- PROMPT -
Set down exactly the lines running from the line with "Indicate the sled" to the end of the listing below, both ends included.
* Begin GIVEN ENTRIES *
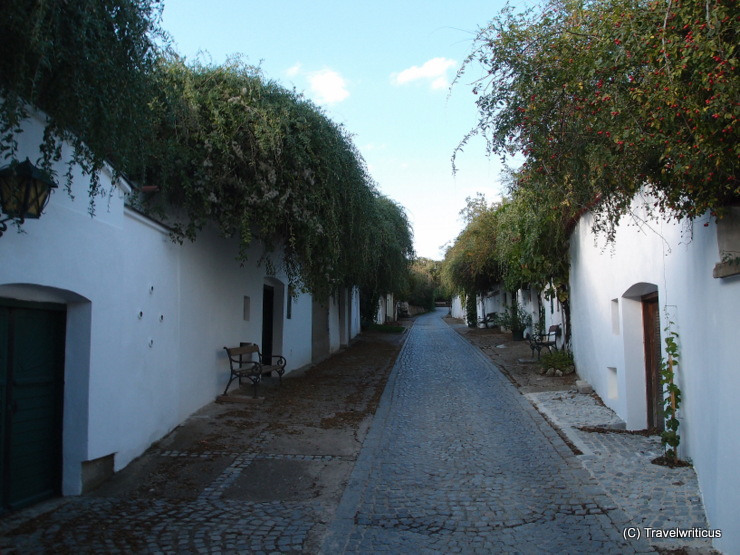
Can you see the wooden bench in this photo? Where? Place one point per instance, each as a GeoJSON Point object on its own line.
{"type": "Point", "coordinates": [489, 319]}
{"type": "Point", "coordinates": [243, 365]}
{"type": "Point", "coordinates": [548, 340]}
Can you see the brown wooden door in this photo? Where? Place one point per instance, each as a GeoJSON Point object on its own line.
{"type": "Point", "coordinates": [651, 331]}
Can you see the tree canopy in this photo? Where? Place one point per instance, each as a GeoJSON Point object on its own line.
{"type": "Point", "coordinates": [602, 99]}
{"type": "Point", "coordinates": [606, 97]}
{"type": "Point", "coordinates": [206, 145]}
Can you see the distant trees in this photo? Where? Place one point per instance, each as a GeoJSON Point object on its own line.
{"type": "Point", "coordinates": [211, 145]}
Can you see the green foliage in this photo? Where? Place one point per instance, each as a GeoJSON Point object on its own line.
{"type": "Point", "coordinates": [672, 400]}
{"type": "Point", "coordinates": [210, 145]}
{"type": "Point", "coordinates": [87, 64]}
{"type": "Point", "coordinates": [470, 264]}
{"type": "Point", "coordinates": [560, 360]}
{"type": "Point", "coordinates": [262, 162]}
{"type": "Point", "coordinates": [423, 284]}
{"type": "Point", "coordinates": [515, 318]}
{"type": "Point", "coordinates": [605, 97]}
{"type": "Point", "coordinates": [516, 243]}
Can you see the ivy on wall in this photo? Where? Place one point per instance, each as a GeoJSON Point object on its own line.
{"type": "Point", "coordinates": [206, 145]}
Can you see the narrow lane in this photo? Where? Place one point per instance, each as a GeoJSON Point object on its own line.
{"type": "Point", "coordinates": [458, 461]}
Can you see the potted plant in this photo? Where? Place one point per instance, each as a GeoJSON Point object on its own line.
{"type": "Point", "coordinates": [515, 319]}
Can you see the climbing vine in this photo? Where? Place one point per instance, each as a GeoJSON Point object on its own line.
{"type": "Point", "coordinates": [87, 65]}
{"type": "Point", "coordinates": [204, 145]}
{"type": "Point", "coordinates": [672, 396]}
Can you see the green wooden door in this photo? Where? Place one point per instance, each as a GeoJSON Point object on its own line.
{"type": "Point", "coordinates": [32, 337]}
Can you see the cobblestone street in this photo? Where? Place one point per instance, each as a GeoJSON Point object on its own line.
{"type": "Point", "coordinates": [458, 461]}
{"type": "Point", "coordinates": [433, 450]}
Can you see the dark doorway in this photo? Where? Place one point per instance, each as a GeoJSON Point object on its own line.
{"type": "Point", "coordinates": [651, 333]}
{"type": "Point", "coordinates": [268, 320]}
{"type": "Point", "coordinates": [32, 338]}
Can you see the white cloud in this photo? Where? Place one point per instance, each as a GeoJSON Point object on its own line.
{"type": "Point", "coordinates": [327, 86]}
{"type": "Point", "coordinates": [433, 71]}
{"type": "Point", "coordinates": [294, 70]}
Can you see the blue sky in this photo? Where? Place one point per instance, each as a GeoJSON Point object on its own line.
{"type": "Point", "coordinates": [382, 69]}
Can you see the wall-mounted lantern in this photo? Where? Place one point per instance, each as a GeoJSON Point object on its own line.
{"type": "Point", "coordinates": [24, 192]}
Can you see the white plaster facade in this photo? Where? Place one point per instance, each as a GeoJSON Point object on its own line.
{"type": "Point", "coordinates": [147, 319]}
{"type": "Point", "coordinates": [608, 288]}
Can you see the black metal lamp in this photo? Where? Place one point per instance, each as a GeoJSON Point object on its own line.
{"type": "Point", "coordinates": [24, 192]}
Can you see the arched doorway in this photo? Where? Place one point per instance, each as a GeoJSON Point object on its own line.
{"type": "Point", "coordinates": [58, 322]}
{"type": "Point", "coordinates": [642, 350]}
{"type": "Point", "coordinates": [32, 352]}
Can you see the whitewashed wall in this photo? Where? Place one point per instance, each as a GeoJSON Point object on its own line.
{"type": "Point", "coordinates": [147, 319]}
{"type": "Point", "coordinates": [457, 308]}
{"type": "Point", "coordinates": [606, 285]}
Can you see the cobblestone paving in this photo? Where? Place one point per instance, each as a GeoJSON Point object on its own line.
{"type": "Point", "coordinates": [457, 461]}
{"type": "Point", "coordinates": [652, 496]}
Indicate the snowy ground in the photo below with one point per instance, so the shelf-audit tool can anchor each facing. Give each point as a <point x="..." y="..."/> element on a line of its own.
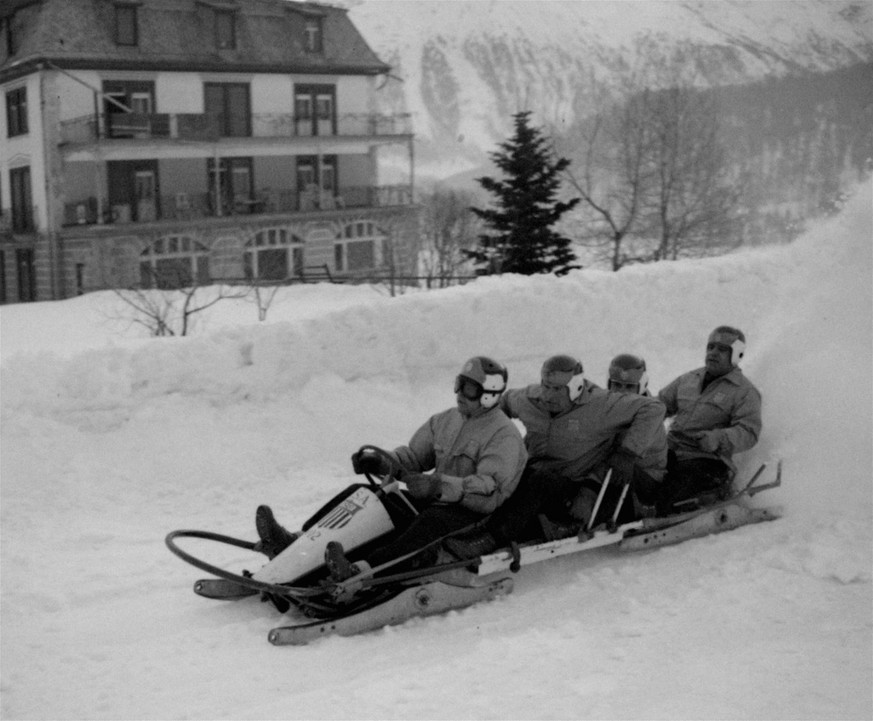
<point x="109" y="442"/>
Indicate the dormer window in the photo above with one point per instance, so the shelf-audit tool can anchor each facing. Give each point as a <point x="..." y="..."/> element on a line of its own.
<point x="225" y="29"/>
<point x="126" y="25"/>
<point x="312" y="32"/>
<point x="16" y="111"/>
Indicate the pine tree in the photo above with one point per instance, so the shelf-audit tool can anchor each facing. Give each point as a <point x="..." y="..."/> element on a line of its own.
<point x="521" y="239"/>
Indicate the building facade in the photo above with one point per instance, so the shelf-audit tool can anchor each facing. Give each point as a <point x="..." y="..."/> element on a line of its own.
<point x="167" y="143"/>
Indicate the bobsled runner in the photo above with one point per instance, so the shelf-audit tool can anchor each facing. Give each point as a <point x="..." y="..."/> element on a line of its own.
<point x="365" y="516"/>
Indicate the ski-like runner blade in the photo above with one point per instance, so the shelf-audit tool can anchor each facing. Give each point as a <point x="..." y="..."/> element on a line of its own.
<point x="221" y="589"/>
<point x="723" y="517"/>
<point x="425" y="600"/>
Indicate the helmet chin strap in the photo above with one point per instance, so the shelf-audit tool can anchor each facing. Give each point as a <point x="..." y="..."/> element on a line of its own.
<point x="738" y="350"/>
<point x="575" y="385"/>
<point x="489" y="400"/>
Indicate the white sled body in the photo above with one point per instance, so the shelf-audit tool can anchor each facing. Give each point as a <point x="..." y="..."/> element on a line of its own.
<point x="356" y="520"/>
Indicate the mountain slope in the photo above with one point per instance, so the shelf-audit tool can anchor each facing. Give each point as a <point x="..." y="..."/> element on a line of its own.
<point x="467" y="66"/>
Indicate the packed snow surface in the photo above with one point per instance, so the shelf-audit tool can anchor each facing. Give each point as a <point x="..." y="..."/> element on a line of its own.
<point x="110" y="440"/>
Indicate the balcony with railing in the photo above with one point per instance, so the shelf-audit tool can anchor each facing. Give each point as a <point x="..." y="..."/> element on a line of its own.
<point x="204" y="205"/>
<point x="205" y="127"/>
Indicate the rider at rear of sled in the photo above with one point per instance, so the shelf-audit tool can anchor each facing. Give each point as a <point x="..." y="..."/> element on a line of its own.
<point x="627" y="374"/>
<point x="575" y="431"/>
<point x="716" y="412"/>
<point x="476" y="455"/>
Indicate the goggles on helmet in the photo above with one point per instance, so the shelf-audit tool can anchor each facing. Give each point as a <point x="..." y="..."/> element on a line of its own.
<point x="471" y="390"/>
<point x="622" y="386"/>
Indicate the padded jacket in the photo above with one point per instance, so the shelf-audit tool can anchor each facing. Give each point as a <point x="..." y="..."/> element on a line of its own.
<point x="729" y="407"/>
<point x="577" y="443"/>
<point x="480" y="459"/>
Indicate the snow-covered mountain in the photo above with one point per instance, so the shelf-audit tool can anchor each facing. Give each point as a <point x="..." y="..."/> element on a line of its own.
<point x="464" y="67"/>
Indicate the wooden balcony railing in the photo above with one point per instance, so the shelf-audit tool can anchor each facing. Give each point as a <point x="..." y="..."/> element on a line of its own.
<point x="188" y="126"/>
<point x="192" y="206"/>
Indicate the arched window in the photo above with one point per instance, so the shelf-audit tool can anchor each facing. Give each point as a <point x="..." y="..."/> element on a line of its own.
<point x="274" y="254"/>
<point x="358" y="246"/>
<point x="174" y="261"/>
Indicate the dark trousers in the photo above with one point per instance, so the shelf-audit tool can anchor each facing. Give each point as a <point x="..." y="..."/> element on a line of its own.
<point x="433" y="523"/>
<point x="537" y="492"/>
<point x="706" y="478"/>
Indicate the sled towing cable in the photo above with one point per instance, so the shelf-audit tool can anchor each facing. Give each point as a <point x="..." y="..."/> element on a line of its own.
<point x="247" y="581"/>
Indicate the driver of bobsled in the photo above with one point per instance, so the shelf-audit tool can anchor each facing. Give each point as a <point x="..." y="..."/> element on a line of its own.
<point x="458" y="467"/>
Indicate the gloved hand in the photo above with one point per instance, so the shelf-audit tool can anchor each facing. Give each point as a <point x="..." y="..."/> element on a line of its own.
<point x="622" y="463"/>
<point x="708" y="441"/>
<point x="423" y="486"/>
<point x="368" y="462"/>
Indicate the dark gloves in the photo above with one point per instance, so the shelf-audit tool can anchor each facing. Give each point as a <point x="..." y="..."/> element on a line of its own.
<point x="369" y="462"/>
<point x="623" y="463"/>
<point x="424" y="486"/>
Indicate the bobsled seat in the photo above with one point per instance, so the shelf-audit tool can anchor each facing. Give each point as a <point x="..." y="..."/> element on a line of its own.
* End GIVEN ENTRIES *
- FINAL ANSWER -
Indicate the sled towing cable in the photo above with one point per instance, so the shelf-audit tool can anchor each facing. Give each point as a <point x="..." y="..."/> element on a line of its own.
<point x="247" y="581"/>
Indicate the driver of bobsled in the photo above with one point per instance, so the shelf-audit tool can anchor each facing. Give each point as a <point x="..." y="..."/> element on a line of its own.
<point x="458" y="467"/>
Indicate the gloved hand in the photo above with one point per instance, so the shelf-audit tool can anchor each facing. Give each point as a <point x="..." y="..."/> element on a line of its own.
<point x="622" y="463"/>
<point x="708" y="441"/>
<point x="423" y="486"/>
<point x="368" y="462"/>
Indicate the dark gloves in the photo above with one point per instance, so the shelf-audit tool can anchor each facing. Give each point as a <point x="..." y="..."/> element on a line of its own.
<point x="369" y="462"/>
<point x="623" y="463"/>
<point x="424" y="486"/>
Indicate the bobsled seat in the photo above with one point per instance, so the shelf-audit tool can anchor each facing. Give each point as a <point x="..." y="..."/> element on a line of its own.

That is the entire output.